__GIVEN INSTRUCTION__.
Reproduce verbatim the rows from the first line through the line containing "84,188 -> 100,212", both included.

__DATA FOR PROCESSING__.
[start]

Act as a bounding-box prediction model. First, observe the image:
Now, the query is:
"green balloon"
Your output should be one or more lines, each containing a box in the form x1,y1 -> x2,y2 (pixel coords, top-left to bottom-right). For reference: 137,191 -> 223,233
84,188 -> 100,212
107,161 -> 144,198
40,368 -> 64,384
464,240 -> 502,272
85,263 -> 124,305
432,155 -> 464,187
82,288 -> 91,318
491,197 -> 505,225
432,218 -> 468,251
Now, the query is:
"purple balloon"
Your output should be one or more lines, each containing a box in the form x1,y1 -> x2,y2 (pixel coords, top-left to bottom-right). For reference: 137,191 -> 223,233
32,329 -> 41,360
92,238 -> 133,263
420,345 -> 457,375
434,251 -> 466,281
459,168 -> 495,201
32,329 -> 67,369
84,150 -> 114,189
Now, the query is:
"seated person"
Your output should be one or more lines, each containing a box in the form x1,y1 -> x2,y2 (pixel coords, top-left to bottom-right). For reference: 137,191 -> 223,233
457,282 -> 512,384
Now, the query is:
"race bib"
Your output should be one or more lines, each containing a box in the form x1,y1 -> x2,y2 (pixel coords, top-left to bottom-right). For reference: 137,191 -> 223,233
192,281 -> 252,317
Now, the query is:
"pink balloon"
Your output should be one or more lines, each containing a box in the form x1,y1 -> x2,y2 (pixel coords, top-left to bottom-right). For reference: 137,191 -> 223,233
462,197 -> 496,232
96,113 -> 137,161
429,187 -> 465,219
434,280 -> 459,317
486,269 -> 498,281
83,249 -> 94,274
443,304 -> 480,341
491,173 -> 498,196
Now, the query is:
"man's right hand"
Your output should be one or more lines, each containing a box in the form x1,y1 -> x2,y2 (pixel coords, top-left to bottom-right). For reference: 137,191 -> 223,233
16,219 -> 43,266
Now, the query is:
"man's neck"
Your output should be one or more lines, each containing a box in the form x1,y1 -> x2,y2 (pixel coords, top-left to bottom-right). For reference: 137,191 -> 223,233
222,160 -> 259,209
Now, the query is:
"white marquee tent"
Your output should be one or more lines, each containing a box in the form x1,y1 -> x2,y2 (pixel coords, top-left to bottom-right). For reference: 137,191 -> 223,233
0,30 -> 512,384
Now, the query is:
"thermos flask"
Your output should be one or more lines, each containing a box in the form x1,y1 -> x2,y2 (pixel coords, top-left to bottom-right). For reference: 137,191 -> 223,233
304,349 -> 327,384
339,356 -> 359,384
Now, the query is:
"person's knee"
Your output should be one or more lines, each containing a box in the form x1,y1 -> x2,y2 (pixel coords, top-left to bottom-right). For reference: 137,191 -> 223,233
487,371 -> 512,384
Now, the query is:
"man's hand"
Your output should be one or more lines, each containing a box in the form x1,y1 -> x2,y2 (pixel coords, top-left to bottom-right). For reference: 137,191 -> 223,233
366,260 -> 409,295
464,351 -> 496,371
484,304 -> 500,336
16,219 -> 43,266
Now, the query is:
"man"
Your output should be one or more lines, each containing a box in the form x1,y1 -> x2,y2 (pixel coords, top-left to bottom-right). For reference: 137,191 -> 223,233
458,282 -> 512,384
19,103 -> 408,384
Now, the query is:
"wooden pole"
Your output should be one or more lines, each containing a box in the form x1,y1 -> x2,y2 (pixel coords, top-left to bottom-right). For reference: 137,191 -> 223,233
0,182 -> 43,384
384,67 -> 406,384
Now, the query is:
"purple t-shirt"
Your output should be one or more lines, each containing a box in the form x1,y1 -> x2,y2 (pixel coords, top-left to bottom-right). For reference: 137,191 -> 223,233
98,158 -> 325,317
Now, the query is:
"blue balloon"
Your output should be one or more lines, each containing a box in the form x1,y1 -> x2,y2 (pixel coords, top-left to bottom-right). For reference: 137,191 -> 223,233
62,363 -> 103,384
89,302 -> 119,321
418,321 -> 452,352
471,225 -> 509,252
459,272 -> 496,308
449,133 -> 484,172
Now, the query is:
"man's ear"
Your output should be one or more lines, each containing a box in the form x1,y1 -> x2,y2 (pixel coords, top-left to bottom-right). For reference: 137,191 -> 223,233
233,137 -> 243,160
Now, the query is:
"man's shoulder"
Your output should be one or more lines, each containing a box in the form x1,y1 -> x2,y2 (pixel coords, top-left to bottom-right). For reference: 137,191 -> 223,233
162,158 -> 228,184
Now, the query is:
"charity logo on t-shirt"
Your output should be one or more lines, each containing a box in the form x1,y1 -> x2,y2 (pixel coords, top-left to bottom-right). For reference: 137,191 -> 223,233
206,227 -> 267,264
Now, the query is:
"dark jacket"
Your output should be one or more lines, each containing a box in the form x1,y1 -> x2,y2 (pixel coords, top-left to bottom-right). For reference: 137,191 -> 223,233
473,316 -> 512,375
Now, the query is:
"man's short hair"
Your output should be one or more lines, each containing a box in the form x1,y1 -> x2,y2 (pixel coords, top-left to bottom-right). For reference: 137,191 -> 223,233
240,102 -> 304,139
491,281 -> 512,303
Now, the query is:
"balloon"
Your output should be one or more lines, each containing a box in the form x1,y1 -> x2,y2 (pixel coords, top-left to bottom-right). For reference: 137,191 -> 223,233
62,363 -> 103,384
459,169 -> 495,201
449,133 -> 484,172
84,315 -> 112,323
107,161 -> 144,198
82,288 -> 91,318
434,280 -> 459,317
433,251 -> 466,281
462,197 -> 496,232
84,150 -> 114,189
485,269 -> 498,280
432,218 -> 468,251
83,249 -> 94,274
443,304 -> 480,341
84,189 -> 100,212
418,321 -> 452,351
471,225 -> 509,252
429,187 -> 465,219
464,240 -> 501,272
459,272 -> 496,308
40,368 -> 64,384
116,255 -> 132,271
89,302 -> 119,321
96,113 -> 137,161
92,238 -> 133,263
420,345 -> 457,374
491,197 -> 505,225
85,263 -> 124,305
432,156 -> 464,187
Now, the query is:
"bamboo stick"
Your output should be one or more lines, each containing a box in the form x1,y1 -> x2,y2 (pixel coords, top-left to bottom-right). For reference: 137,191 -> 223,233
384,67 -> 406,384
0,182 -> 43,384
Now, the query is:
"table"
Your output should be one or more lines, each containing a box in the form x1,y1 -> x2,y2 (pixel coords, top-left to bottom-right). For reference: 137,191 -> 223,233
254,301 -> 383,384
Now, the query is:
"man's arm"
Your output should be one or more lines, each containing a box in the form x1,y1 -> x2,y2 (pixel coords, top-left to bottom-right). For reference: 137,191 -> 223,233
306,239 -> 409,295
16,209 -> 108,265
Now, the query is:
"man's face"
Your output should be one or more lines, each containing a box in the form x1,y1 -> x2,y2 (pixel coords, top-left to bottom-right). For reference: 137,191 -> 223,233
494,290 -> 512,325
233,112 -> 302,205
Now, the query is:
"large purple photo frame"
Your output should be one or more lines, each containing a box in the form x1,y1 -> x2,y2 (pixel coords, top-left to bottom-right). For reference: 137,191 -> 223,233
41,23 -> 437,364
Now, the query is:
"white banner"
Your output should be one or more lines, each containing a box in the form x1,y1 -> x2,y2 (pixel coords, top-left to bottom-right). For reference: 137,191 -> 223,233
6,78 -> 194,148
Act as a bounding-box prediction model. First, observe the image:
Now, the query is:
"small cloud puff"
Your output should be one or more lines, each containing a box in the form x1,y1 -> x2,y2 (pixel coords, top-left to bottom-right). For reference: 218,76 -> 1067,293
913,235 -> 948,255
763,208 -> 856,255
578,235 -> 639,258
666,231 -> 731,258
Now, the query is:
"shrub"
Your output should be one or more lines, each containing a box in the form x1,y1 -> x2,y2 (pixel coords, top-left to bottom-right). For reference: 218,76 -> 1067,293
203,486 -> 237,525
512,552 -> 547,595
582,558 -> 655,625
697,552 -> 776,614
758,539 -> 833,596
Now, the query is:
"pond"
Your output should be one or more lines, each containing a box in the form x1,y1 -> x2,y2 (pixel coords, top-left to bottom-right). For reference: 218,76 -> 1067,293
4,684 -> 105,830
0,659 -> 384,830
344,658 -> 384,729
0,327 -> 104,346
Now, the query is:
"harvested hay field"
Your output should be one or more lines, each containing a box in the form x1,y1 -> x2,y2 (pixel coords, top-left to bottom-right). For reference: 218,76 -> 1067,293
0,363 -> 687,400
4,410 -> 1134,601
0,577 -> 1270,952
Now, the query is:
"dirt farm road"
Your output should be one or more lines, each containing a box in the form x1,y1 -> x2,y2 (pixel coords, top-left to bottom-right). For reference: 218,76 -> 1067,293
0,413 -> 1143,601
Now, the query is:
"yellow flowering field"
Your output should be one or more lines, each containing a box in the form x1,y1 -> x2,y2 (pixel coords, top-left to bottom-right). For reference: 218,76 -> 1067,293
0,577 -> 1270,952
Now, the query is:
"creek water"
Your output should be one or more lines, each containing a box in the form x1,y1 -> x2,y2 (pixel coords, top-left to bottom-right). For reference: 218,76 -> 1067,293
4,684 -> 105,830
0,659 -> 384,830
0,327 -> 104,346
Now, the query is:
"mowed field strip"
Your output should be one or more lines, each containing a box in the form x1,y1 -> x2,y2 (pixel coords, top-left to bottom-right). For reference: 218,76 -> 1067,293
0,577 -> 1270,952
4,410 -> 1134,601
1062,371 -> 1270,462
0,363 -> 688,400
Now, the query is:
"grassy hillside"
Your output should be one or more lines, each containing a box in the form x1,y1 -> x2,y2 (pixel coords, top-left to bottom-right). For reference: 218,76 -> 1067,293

[end]

__OUTPUT FOR THIS TASK__.
Act as a bounding-box prediction model. First, observe the image:
Now, the query is:
"green balloon"
Your output should be one or more lines, each containing a box in the form x1,y1 -> x2,y2 (pixel coords, top-left to bottom-right). For reference: 137,191 -> 223,233
84,188 -> 100,212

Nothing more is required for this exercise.